> [What you need to do]:
All lines from the line containing "Could you point to the blue advertising" up to and including the last line of the listing below should be echoed exactly; no other lines belong in the response.

> [Given records]:
▶
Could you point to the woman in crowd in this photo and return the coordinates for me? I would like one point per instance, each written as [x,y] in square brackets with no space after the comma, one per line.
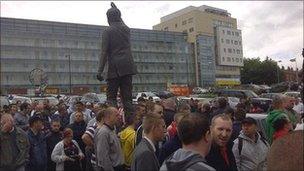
[67,154]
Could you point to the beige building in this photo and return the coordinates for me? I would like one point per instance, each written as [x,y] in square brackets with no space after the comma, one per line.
[203,22]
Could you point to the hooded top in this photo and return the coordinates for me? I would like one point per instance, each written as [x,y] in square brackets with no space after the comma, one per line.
[271,118]
[253,153]
[127,140]
[116,58]
[114,14]
[183,160]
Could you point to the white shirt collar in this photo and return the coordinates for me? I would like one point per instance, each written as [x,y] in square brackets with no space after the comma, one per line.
[151,143]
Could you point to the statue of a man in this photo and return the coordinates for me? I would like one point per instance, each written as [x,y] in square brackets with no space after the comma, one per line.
[117,57]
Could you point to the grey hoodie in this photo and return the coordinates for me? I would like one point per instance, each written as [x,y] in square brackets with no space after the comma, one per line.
[253,154]
[182,160]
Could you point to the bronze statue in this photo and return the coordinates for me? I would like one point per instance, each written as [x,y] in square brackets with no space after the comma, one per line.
[116,63]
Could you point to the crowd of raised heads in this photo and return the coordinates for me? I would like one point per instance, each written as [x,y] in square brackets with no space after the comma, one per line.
[163,135]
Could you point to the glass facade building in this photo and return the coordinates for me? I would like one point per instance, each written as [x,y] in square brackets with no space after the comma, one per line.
[161,57]
[206,60]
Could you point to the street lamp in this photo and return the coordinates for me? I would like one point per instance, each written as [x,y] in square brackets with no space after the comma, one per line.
[278,71]
[70,76]
[295,60]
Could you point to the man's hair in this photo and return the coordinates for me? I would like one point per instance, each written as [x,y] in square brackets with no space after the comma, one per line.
[192,128]
[100,115]
[222,102]
[240,114]
[151,106]
[280,123]
[151,120]
[277,102]
[24,106]
[222,116]
[179,116]
[79,102]
[183,106]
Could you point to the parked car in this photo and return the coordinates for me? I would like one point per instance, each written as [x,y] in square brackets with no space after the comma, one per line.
[263,103]
[3,101]
[295,94]
[52,100]
[14,98]
[270,95]
[147,95]
[90,97]
[199,90]
[164,94]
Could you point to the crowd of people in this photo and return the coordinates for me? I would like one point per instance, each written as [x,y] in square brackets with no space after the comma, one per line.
[164,135]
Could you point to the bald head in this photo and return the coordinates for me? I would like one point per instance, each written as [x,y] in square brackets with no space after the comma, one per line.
[7,123]
[111,116]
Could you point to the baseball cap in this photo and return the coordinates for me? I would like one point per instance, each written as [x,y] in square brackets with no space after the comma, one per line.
[34,118]
[249,120]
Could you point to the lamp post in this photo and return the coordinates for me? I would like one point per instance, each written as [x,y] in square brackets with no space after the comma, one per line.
[295,60]
[70,76]
[278,70]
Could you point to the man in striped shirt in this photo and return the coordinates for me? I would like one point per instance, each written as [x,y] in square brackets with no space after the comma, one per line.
[88,139]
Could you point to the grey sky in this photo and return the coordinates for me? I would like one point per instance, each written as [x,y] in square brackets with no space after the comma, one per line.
[270,28]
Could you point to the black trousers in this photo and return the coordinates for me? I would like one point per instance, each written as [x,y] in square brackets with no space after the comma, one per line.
[124,83]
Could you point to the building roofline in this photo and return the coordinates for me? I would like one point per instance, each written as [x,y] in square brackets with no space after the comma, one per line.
[203,8]
[80,24]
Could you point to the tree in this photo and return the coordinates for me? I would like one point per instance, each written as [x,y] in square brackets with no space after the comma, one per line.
[260,72]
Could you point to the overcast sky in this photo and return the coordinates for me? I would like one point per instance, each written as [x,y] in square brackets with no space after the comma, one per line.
[269,28]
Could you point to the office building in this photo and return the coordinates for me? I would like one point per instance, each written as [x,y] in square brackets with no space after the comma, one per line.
[216,42]
[68,54]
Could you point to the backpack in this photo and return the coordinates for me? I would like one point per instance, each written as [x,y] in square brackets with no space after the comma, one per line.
[240,145]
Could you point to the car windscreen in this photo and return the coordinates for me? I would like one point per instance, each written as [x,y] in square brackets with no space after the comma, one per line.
[251,94]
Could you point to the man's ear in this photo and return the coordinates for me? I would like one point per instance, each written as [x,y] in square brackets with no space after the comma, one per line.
[208,136]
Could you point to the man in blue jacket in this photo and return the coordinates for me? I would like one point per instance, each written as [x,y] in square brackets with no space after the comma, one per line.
[38,148]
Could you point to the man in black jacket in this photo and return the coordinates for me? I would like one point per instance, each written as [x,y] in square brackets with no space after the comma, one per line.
[116,63]
[52,139]
[221,156]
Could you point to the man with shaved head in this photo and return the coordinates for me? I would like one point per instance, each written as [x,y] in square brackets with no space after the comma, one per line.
[107,147]
[14,145]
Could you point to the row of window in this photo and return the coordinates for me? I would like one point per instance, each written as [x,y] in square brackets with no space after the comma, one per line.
[184,22]
[237,51]
[222,23]
[229,59]
[229,32]
[229,41]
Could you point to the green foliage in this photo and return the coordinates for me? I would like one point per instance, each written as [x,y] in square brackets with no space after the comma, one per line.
[260,72]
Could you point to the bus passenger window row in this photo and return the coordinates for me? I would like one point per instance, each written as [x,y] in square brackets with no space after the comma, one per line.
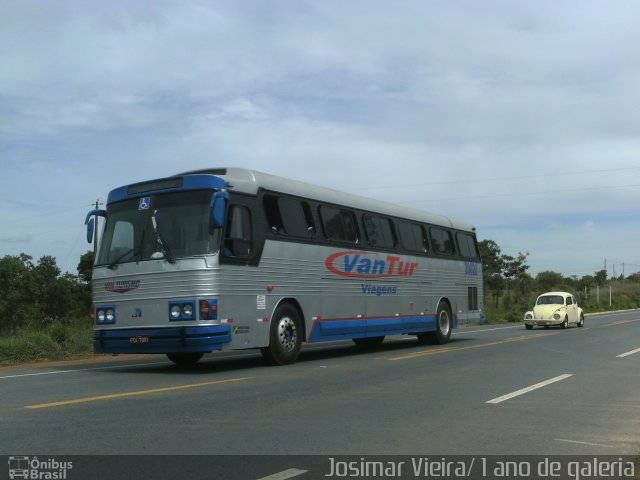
[291,216]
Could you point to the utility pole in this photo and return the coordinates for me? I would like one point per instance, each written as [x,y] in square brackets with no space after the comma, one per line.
[95,229]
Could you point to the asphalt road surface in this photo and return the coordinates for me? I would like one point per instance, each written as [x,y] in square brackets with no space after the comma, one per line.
[493,390]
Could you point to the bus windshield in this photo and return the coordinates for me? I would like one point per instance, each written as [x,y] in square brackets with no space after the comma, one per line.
[163,226]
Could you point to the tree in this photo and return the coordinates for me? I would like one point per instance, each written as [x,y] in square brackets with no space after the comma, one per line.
[492,267]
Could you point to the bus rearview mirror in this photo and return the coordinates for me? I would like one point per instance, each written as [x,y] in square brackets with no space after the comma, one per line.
[218,208]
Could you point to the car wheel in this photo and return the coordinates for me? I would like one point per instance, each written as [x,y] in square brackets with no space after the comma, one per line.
[285,336]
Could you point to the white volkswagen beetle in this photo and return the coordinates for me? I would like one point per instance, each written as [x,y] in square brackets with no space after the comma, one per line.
[555,308]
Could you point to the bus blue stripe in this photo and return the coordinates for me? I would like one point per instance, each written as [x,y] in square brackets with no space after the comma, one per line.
[341,329]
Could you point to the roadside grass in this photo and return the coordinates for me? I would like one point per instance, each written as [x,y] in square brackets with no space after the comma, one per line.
[57,341]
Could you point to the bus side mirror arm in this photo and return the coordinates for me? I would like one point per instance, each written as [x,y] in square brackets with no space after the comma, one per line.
[218,209]
[89,221]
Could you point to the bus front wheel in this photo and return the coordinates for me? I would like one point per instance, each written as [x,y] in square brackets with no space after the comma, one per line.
[285,336]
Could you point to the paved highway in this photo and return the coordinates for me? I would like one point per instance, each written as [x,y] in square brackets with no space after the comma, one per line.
[499,390]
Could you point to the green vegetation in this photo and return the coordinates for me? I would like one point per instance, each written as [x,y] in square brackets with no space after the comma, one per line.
[44,314]
[510,291]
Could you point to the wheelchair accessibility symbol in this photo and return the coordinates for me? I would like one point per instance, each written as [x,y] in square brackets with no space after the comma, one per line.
[144,203]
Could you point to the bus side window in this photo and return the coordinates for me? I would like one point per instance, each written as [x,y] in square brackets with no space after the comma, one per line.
[296,217]
[274,217]
[413,237]
[441,241]
[467,245]
[238,236]
[339,224]
[379,231]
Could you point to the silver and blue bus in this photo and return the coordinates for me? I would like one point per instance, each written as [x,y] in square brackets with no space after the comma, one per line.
[230,258]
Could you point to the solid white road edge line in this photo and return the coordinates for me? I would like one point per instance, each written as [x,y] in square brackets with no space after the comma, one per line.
[285,474]
[622,355]
[522,391]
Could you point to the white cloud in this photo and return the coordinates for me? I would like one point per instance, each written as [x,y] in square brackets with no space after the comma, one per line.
[422,97]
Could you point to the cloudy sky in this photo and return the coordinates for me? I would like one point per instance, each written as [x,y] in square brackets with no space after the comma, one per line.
[522,117]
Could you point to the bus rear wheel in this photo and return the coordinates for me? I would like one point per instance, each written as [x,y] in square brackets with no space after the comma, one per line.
[442,332]
[185,359]
[285,336]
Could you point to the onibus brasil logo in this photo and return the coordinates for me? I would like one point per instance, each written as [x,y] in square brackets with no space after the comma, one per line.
[33,468]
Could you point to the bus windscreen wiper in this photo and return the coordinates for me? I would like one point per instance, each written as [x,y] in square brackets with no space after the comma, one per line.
[135,251]
[164,247]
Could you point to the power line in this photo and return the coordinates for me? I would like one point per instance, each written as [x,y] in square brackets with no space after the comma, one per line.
[522,194]
[499,179]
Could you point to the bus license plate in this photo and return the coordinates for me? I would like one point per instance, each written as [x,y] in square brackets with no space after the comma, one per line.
[139,339]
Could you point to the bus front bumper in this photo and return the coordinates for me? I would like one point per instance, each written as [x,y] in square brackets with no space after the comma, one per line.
[161,340]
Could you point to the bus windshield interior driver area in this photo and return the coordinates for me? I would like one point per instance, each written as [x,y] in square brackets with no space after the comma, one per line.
[235,259]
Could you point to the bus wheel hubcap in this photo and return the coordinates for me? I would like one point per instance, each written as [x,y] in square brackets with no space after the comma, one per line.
[443,323]
[287,333]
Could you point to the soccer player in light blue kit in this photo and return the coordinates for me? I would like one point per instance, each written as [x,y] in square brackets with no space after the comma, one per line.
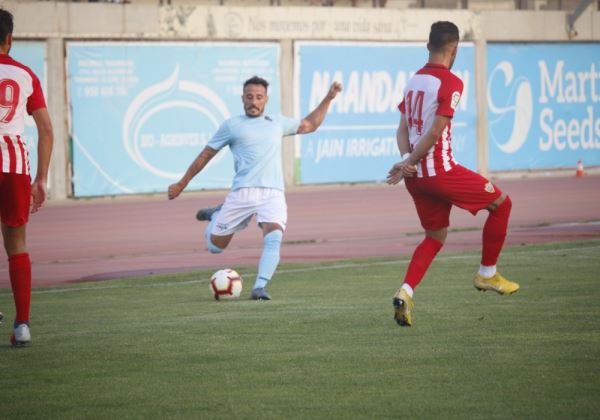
[255,142]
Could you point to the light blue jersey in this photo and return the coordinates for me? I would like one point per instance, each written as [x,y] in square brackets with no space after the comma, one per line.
[256,147]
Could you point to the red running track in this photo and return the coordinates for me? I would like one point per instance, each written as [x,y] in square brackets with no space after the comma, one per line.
[85,240]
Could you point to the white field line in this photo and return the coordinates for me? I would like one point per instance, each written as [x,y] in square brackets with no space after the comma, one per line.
[296,270]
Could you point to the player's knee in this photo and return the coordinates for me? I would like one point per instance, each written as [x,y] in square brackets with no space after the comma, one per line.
[438,234]
[507,203]
[272,240]
[504,207]
[212,248]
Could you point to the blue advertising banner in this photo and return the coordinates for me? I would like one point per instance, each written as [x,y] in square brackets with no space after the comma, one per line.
[33,55]
[141,112]
[543,105]
[357,141]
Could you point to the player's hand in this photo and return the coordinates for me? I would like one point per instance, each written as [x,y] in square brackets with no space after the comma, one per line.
[175,190]
[336,87]
[394,174]
[402,169]
[38,195]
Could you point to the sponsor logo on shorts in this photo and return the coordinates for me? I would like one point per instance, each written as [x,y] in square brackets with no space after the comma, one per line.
[455,99]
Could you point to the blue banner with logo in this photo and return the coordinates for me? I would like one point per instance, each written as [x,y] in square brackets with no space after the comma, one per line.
[33,55]
[543,105]
[357,141]
[141,112]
◀
> [Complete response]:
Could you point to the blue advertising banner in this photo and return the coordinates for me? I would like one point per instance, each written as [x,y] in square brackets with no space after the comma, one per line.
[33,55]
[141,112]
[543,105]
[357,141]
Could you point to the player's hand in this photo and return the coordinates for me? I would like one point per instance, each written as [x,y] in square brackets with no space after the comma, one per line.
[175,190]
[336,87]
[394,174]
[402,169]
[38,195]
Could you point to the sponsor logo on shorts in this photo and return the coordinates for me? I would like one point per instance, each written as [x,y] in square brackets with no space after the comma, one per line.
[455,99]
Could you point to the blue banner with logo in this photo and return the coordinates for me? I would like one point per instance, each written as [x,y] in square brackets with no space after the comma, one per line.
[33,55]
[543,105]
[357,141]
[141,112]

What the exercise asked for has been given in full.